------ DATA PROVIDED ------

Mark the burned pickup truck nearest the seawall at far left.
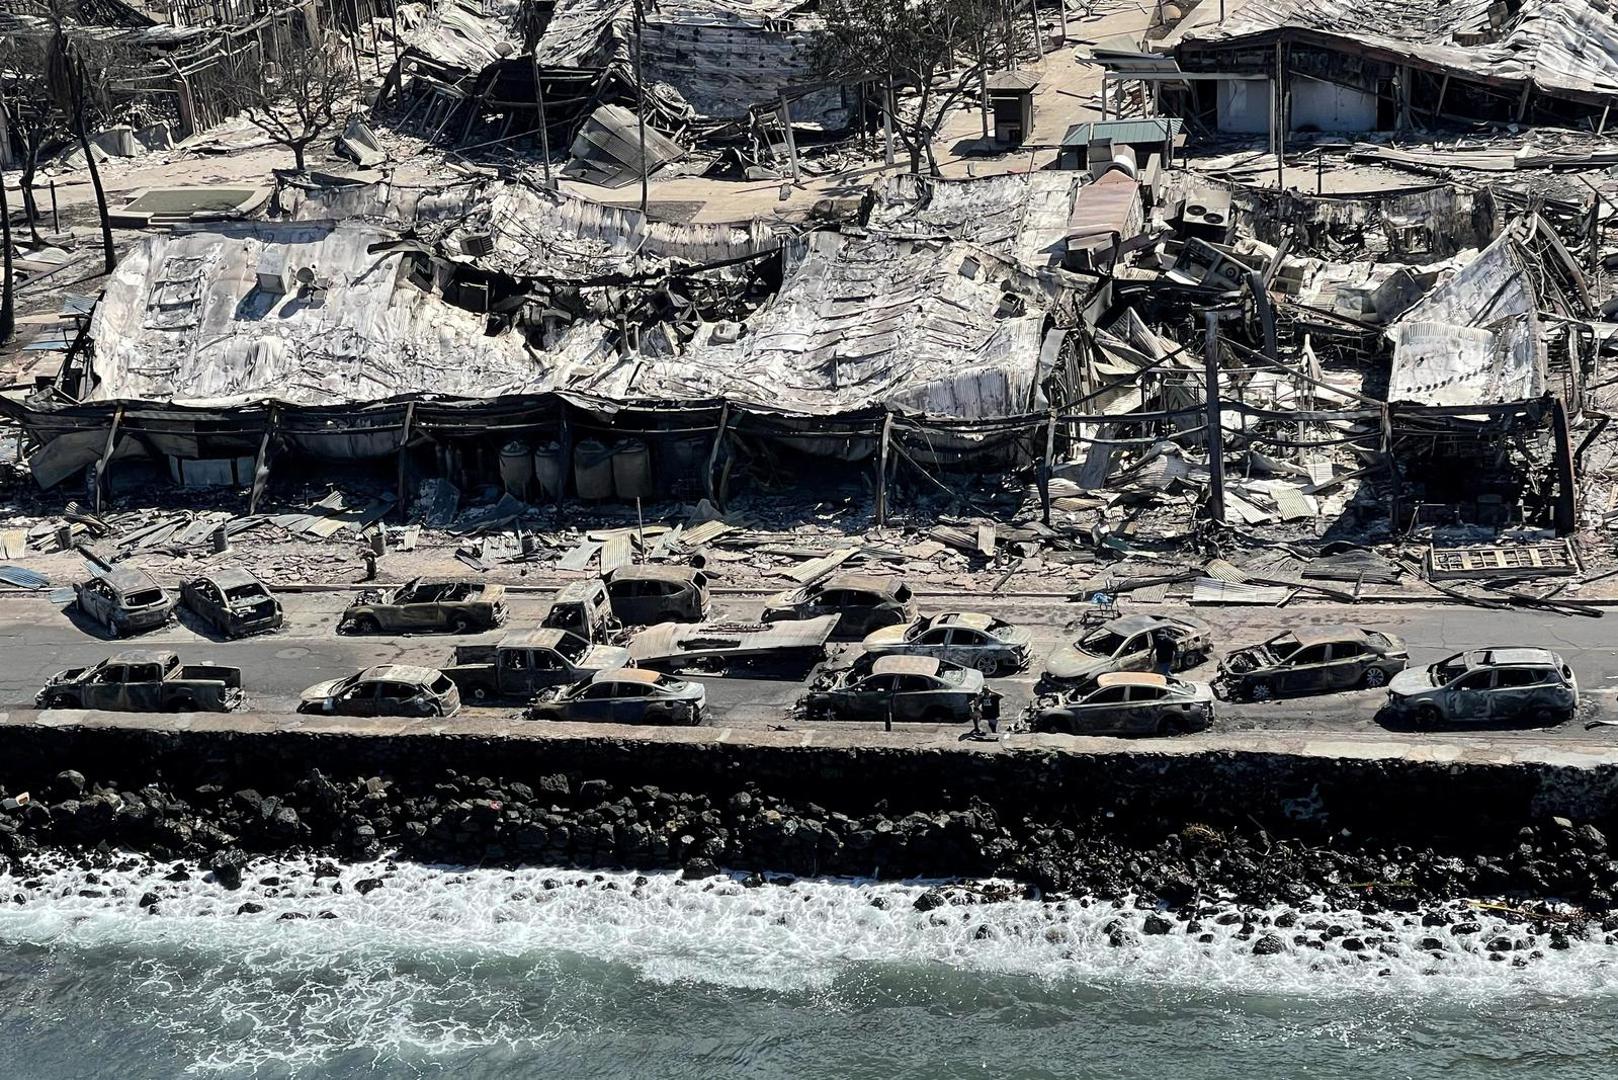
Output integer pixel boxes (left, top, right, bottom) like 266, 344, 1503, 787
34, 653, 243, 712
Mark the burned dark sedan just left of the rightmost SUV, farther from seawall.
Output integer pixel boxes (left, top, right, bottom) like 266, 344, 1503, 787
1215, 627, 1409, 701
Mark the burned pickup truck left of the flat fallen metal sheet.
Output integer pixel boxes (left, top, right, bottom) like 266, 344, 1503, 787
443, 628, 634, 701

------

[WORK TO COMPLETE] Keep to the lines from the one containing "Mark the burned pickup truck left" to the end of the entries above, and retype them exactly.

[WRITTEN ANSWER]
Mark the burned pickup truck left of the flat fallen metal sheet.
Output integer pixel boxes (left, top, right, bottom) like 266, 344, 1503, 787
443, 628, 634, 701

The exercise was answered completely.